[Rows from a pointing dataset]
>>
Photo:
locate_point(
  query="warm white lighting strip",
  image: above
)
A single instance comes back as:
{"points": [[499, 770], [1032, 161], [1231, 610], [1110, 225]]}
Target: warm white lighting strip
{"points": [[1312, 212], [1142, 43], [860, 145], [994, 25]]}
<<
__Exercise details__:
Copy every line of the records above word for word.

__Answer to this problem__:
Photo:
locate_point(
  query="warm white lighting strip",
  image: above
)
A single instance comes back as:
{"points": [[499, 770], [1032, 161], [1231, 610], [1110, 225]]}
Target: warm white lighting strip
{"points": [[1312, 212], [1142, 43], [860, 145], [994, 25]]}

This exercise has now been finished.